Return the passage in the discussion of meaningful texts below that starts with "Rene and Jorge: You" and continues through "paper 2 on LSC).", copied word for word.

Extract to read =
──────────────────────────────

What are the doubtful cases?

- Think of Jacques' telegram-style recipes. This is more towards the
meaningful side, but it could have someone very puzzled.
- Or a text in which every third word has been struck out. It is un-
grammatical but depending on the complexity of the original text, it
may be right in the middle between meaningful and meaningless.

Rene and Jorge: You my have noticed that in our work with  Brendan we had systematically measured LSC in meaningful texts from which either all
vowels or all consonants were removed.  In all cases explored, the PMP shifted to lower n and DOM decreased but the LSC curve looked typical
of meaningful texts even though it was an extreme case of your example with every third word struck out. I consider such vowelless or consonantless
texts a form of abbreviation so in my classification such texts are meaningful, although it may be hard to make sense of them, especially the consonantless
ones. In another example, I took a meaningful text and converted it into what, among the debunkers of the alleged Bible code, is called a skip-text.(a short example of such was descibed briefly in paper 2 on LSC).
Subsequently one of the debunkers, Randy Ingermanson analyzed skip texts quite thoroughly using a different statistics from LSC (partially based on chi-square). .  Despite the fact that skip texts preserve the entropy of the original texts (as they are obtained by rearranging the letters or n-grams of the original text according to a regular non-random reversible  procedure) Randy found that they largely display statistics of meaningless texts, which fits the fact that we cannot make sense of them if we don't know that they are skip-texts and what is the value of the skip. Randy's results are described in his book "Who wrote the Bible code."  That book has a very good statistical appendix on Randy's web page. On the other hand, once I asked my son to encode the Song of Hiawatha without telling me how he encoded it.  His encoding obviously
involved a high rate of compression.  LSC of the encoded texts was like that of a gibberish. Skip-texts are also actually texts encoded in a simple way, and they preserve exactly the length of the text.  My son's encoding was rather complex and shortened the texts.  I did not know what to make of it, so I did not pursue the study of encoded texts by LSC.  It can be surmized that such a study could shed some light on the mathematically definable distinction between meaningful texts and gibberish.
Another story is what we did with Brendan. He would email to me LSC data for various unknown to me texts, which he created by all kinds of reshuffling alphabets, etc, and
my task was to guess, first whether the text was meaningful or not, and if not, how it was made up.  To the first question I answered correctly in all cases, and to the second with a reasonable rate of success. This served for us as a proof of objecttivity of LSC data as well as our reasonable understandng of it.  Therefore, while I agree with you that a math definition of meaningfulness is a bird which is hard to catch, I still have a feeling that some reasonable criterion could be formulated on the base of the empirical accumulation of data.  We probably could define a crtiterion of meaningfulness as some number combining certain experimental quanitative characteristics, which number would be within certain limits for all the studied texts we recognize as meaningful and beyond those limits for all the studied texts we recognize as gibberish.  Such a crtiterion would be imperfect but still useful.  Of course  I am saying all that because of my background and experience of a physicist rather than of a mathematician or a linguist. I apologize for the disordered discussion, it is just raw ideas which all of you can dismiss if you feel so.  .

──────────────────────────────

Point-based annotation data

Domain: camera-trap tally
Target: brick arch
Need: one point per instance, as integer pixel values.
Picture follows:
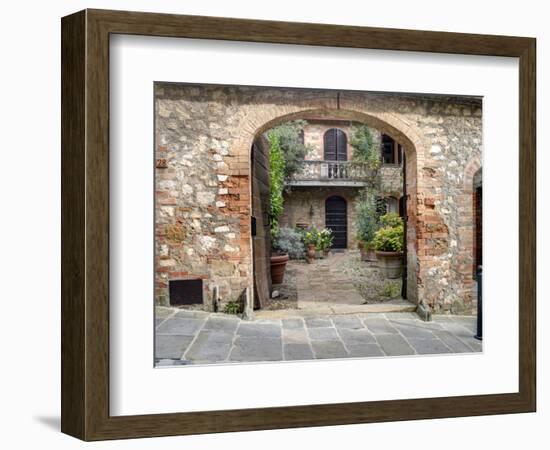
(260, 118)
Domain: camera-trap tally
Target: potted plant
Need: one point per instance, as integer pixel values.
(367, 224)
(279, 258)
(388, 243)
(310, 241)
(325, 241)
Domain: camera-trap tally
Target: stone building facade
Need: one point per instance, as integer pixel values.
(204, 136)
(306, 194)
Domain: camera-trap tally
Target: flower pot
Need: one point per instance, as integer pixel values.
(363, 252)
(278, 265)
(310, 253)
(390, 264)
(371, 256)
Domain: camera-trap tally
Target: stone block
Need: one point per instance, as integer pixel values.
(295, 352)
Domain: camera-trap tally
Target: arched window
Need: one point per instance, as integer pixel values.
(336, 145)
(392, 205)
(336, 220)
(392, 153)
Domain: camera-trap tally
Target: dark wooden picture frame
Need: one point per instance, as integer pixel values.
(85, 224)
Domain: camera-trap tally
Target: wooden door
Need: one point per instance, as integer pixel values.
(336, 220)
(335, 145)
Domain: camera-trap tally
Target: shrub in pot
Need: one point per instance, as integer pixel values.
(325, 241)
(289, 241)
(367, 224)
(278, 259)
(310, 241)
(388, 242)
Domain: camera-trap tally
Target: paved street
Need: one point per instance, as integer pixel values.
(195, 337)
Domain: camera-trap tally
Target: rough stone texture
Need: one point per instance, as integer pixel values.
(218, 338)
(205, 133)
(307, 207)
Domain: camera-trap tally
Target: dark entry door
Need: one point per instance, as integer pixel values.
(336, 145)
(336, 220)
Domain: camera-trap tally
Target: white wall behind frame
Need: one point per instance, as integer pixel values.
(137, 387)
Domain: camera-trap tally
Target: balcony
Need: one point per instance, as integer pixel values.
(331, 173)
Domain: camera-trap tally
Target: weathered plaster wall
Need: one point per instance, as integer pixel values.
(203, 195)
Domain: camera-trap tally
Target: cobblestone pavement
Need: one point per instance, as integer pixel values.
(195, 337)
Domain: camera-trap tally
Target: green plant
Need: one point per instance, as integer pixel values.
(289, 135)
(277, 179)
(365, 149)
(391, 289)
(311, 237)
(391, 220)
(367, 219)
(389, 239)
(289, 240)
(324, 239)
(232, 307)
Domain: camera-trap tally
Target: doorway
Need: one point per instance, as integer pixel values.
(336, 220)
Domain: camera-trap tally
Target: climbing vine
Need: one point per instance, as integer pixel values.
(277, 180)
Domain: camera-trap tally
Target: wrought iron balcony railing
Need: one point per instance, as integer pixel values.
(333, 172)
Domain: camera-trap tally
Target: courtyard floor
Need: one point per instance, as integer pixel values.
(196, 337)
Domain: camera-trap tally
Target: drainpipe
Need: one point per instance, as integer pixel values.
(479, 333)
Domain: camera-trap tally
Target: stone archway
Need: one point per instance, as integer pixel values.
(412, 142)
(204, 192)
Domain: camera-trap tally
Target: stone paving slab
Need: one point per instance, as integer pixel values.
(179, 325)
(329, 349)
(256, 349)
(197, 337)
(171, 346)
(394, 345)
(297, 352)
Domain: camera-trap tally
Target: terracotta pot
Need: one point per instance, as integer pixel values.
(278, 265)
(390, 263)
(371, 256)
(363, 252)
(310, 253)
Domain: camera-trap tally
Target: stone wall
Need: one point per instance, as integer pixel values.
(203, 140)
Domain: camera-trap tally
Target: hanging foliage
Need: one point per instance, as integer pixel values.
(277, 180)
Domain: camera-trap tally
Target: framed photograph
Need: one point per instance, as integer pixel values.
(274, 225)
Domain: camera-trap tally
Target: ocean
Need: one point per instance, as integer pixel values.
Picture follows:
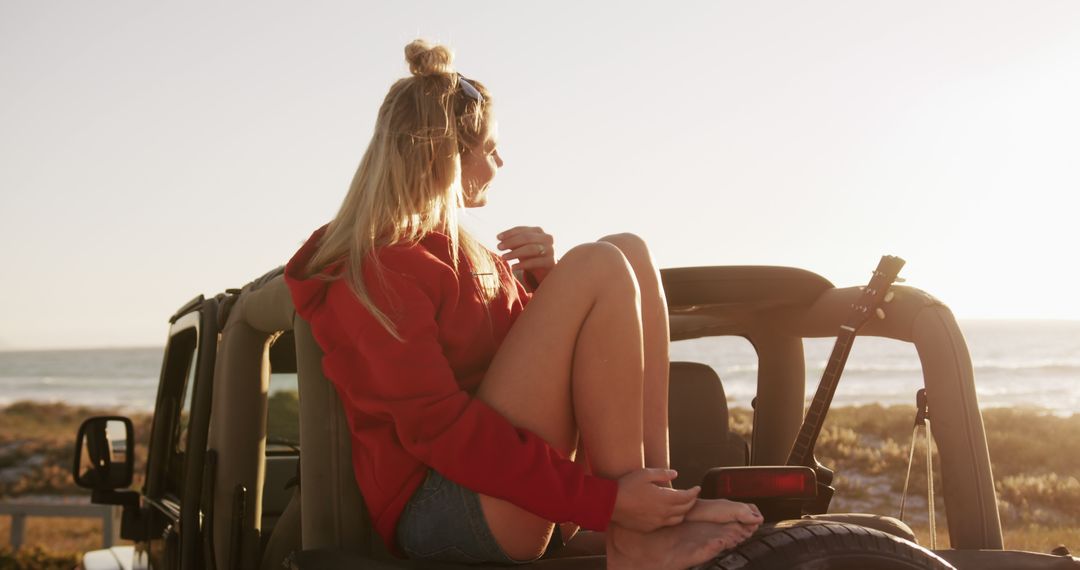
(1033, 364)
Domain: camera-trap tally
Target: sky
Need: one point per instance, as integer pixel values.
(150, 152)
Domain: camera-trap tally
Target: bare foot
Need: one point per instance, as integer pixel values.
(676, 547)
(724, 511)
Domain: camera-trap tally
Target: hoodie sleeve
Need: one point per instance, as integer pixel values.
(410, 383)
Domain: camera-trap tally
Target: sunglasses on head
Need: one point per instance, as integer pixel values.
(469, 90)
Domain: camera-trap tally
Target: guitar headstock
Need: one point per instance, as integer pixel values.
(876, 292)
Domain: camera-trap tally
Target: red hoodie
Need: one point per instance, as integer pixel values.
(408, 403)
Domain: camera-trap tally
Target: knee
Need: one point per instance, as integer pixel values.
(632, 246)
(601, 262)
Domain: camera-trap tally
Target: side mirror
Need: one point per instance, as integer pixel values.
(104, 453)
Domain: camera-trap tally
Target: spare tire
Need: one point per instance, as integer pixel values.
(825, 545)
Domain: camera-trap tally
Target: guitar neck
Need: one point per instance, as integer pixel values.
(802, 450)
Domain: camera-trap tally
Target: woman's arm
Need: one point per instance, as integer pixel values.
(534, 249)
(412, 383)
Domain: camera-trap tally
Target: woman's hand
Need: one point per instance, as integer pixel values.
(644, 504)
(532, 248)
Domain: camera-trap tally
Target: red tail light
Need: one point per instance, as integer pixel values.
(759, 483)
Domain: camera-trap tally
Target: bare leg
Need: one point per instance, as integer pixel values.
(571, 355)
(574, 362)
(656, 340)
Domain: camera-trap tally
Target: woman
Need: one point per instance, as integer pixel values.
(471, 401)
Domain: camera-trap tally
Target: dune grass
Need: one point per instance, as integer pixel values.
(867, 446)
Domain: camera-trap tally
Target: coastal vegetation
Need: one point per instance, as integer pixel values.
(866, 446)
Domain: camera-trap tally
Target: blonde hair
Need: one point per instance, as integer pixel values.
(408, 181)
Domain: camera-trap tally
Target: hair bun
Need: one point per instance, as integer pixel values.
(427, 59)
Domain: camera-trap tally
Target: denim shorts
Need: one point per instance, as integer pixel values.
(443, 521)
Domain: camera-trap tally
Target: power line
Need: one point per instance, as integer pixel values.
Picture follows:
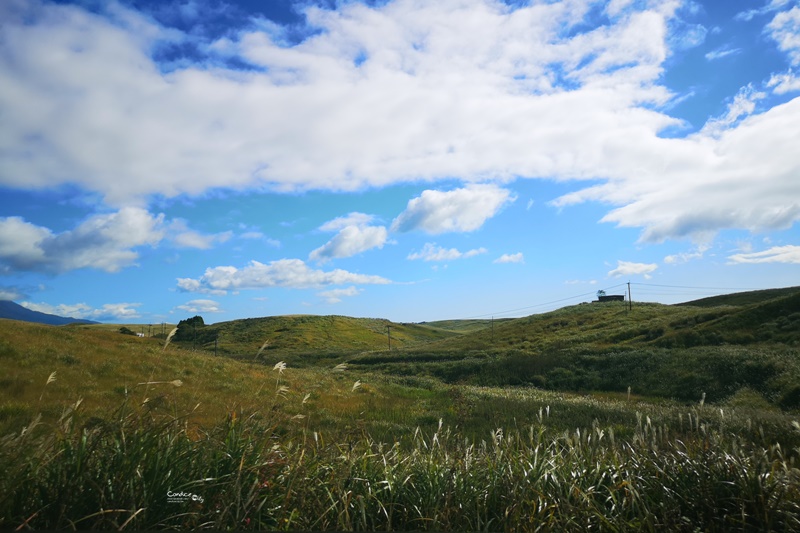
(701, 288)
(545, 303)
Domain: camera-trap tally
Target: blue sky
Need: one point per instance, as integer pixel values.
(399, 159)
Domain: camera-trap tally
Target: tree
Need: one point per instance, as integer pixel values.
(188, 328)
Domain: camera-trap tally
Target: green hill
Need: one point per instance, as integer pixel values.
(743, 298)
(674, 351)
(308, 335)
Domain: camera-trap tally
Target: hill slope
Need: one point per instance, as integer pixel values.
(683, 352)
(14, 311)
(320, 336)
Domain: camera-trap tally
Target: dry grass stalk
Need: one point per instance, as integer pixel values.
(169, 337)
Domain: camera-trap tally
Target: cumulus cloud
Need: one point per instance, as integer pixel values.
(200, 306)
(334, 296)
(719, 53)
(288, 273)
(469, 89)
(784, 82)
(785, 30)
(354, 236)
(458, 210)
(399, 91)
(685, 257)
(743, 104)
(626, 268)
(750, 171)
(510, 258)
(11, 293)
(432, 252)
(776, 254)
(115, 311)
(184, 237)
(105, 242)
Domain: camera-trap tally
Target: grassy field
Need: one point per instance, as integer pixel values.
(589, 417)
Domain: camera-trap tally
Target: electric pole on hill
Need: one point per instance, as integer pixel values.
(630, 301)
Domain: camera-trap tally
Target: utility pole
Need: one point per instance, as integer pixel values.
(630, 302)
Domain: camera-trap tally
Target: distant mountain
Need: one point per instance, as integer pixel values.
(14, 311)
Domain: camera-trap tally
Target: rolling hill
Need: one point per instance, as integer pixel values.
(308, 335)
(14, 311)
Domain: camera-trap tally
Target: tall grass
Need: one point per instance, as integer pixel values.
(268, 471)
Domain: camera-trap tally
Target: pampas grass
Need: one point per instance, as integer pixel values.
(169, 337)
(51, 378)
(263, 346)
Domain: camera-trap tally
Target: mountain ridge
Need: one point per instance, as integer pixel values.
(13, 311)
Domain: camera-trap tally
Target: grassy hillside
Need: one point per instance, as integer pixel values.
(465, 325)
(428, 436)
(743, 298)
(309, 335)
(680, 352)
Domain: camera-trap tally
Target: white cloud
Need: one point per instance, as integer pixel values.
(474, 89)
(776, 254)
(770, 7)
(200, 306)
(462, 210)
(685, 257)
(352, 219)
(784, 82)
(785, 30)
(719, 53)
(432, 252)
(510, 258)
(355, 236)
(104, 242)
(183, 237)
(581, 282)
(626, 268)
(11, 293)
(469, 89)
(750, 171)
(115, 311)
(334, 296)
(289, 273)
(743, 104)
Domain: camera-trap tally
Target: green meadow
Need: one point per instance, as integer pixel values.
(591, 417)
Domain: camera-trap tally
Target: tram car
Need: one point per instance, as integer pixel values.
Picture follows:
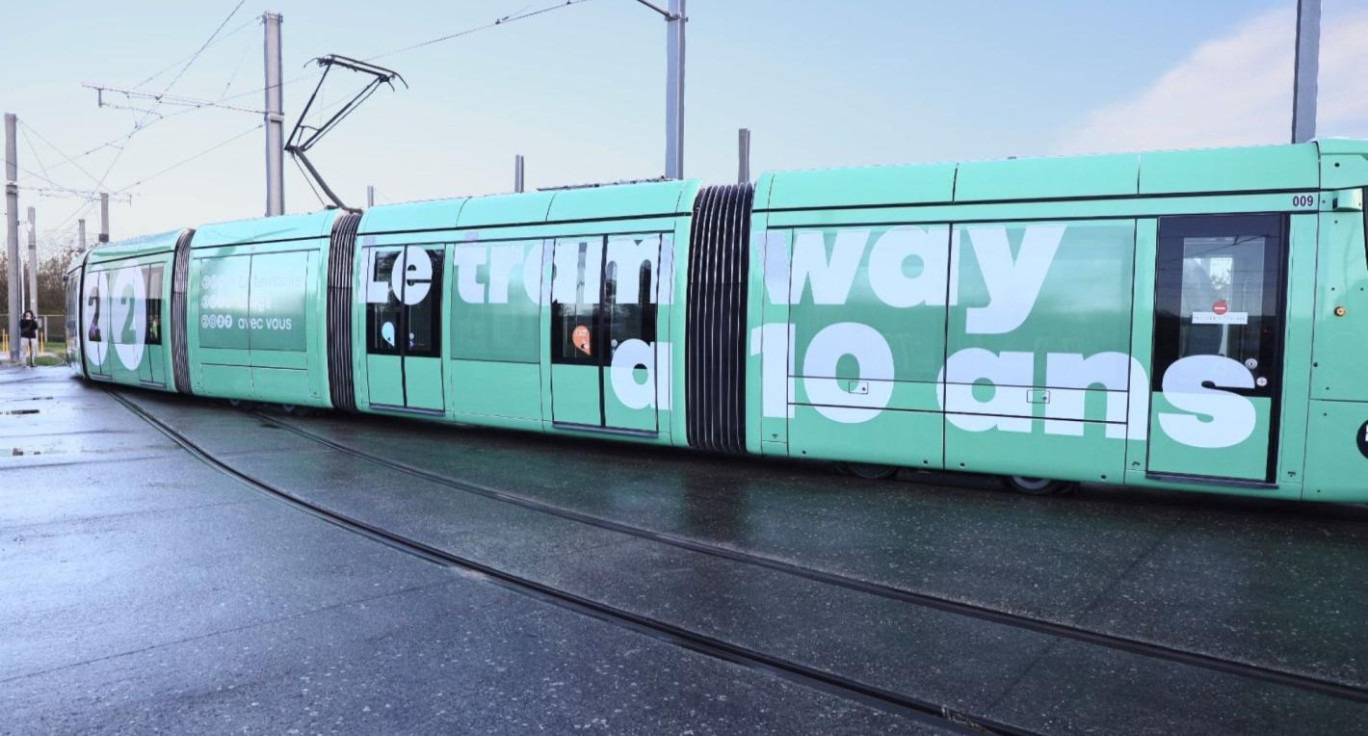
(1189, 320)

──────────────────────────────

Reply to the task =
Rene and Jorge: You my have noticed that in our work with  Brendan we had systematically measured LSC in meaningful texts from which either all
vowels or all consonants were removed.  In all cases explored, the PMP shifted to lower n and DOM decreased but the LSC curve looked typical
of meaningful texts even though it was an extreme case of your example with every third word struck out. I consider such vowelless or consonantless
texts a form of abbreviation so in my classification such texts are meaningful, although it may be hard to make sense of them, especially the consonantless
ones. In another example, I took a meaningful text and converted it into what, among the debunkers of the alleged Bible code, is called a skip-text.(a short example of such was descibed briefly in paper 2 on LSC).